Copy each line below without leaving any out.

(Source data)
"""

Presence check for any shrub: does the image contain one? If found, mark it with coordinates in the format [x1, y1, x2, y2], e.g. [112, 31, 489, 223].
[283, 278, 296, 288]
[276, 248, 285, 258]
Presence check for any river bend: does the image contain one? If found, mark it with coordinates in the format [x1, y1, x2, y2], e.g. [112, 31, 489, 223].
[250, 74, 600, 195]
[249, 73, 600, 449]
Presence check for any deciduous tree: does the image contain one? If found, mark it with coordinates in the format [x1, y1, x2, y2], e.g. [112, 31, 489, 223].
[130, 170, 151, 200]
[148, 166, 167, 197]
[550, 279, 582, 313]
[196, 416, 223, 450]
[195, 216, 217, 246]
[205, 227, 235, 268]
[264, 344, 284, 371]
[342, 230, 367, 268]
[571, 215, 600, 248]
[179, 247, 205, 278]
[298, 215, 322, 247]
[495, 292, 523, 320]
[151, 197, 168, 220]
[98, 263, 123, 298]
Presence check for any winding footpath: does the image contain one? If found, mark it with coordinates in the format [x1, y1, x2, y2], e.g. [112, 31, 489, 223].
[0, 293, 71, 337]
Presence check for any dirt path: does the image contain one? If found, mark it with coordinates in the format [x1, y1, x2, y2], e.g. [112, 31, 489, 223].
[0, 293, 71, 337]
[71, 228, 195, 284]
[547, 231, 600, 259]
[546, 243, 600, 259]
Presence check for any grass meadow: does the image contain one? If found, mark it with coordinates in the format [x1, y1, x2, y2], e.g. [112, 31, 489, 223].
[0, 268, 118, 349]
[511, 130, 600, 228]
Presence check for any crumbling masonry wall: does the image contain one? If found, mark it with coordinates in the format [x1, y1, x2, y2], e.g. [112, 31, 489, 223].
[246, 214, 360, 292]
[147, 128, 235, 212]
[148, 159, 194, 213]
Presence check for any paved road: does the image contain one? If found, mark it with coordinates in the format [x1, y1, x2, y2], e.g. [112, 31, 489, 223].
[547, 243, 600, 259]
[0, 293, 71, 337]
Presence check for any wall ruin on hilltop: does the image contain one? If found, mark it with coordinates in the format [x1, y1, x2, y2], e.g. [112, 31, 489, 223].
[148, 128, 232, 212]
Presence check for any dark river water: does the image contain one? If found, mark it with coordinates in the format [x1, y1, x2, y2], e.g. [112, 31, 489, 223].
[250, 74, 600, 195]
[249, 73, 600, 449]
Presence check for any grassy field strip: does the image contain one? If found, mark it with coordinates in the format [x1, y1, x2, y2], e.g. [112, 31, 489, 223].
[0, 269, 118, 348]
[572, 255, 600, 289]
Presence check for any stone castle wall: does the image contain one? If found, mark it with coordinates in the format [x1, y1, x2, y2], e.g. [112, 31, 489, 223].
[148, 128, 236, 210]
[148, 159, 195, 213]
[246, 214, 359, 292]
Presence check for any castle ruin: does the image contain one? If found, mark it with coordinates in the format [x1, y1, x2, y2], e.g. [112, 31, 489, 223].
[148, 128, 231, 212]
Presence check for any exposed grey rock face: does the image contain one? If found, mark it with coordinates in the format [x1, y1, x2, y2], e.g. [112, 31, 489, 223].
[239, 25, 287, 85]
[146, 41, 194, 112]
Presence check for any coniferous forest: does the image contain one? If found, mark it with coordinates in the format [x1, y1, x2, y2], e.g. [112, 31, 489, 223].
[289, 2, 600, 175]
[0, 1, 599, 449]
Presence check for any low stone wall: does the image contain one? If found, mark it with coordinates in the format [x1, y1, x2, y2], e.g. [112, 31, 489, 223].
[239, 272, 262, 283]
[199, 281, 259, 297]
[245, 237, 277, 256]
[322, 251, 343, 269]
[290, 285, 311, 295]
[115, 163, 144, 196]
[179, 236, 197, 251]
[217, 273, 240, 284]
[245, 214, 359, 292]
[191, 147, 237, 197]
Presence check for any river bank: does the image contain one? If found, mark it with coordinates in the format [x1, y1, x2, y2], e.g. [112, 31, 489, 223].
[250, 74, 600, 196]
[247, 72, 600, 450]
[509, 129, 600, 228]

"""

### Written answer
Presence check for any shrub: does the image contain one? If found, mark it with coordinates in the format [x1, y1, x2, y2], e.g. [112, 31, 489, 223].
[283, 278, 296, 288]
[276, 248, 285, 258]
Presence check for any river bend: does the image contain one? If found, mark it with coordinates in the format [x1, y1, x2, y2], e.g. [112, 31, 489, 223].
[250, 74, 600, 195]
[249, 73, 600, 449]
Presence check for any deciduous tree: does the image contain one? If found, mark it with coordinates in the format [x1, y1, x2, y2], e.g. [112, 31, 489, 223].
[130, 170, 151, 200]
[148, 166, 167, 197]
[550, 279, 582, 313]
[196, 416, 223, 450]
[195, 216, 217, 246]
[205, 227, 235, 268]
[264, 344, 284, 371]
[342, 230, 367, 268]
[571, 215, 600, 248]
[179, 247, 205, 278]
[298, 215, 322, 247]
[495, 292, 523, 320]
[151, 197, 168, 220]
[98, 263, 123, 298]
Presence check for any winding footpath: does the image contain one? If found, mark it with coordinates in the format [x1, y1, x2, y2], e.g. [112, 31, 489, 223].
[0, 293, 71, 337]
Presence check for any dirt path: does the image contain one? If found, mark it with coordinates in the format [x1, y1, x2, y2], e.g. [112, 31, 489, 223].
[0, 293, 71, 337]
[71, 228, 195, 284]
[547, 231, 600, 259]
[546, 243, 600, 259]
Presence check for any grass meadow: does the image contain one? If found, mark it with coordinates in the format [x1, y1, x2, y2], e.g. [112, 31, 489, 223].
[0, 268, 118, 349]
[511, 130, 600, 228]
Presence check for any crumbling masonry wall: does the image contain one? If found, mark it with coordinates in the format [x1, y1, x2, y2], e.g. [112, 31, 489, 223].
[246, 214, 360, 292]
[147, 128, 235, 212]
[148, 159, 194, 213]
Presence check for any paved road: does the image contain one? If found, mark it with coordinates in the format [x1, y1, x2, y2], e.g. [112, 31, 489, 223].
[547, 243, 600, 259]
[0, 293, 71, 337]
Presence check for any wall ruin on hilltop: does the image contain one? If found, mark it with coordinates in the format [x1, y1, x2, y2], e.g. [112, 31, 489, 223].
[148, 128, 232, 212]
Presence check for any dark river water: does the image contain one? If found, mark it with coordinates in the format [x1, y1, x2, y2], e.g. [112, 31, 489, 223].
[250, 74, 600, 195]
[249, 73, 600, 449]
Presence check for any grassy field strip: does the image contain one? If found, mark it with coordinates in the format [x1, y1, x2, y2], e.g. [112, 31, 489, 223].
[0, 269, 118, 348]
[572, 255, 600, 289]
Presence check for any stone castle wall: does the image contain one? If found, mark it with coordinates in the format [x1, y1, x2, y2], e.g. [112, 31, 489, 223].
[148, 128, 236, 210]
[148, 159, 195, 213]
[246, 214, 359, 292]
Presence check for any castle ruin: does the image contain one? If found, mark it with coordinates in the format [x1, y1, x2, y2], e.g. [112, 31, 489, 223].
[148, 128, 231, 212]
Presence check for any exposed grey rock face: does the image contain one? If found, mark it with coordinates in the format [x1, y1, x2, y2], e.g. [112, 31, 489, 223].
[239, 25, 287, 85]
[146, 41, 194, 112]
Presence check for any coniferous forest: does the image contain one? If found, mark it with coordinates in the format [x1, y1, x2, y2], e.g. [112, 31, 489, 223].
[289, 2, 600, 175]
[0, 1, 599, 449]
Presence check for any low stone wall: does the image contain one? If found, mark it with coordinates in the format [x1, y1, x2, y2], e.g. [112, 31, 489, 223].
[239, 272, 262, 283]
[199, 281, 259, 297]
[245, 237, 277, 256]
[322, 251, 343, 269]
[290, 285, 311, 295]
[115, 163, 144, 196]
[179, 236, 197, 251]
[217, 273, 240, 284]
[245, 214, 359, 292]
[191, 147, 237, 197]
Presence check for any river bank: does the image contain one? If found, mark it with coordinates in the format [x1, y1, x2, y2], e.g. [112, 31, 489, 223].
[250, 74, 600, 196]
[247, 72, 600, 450]
[509, 129, 600, 228]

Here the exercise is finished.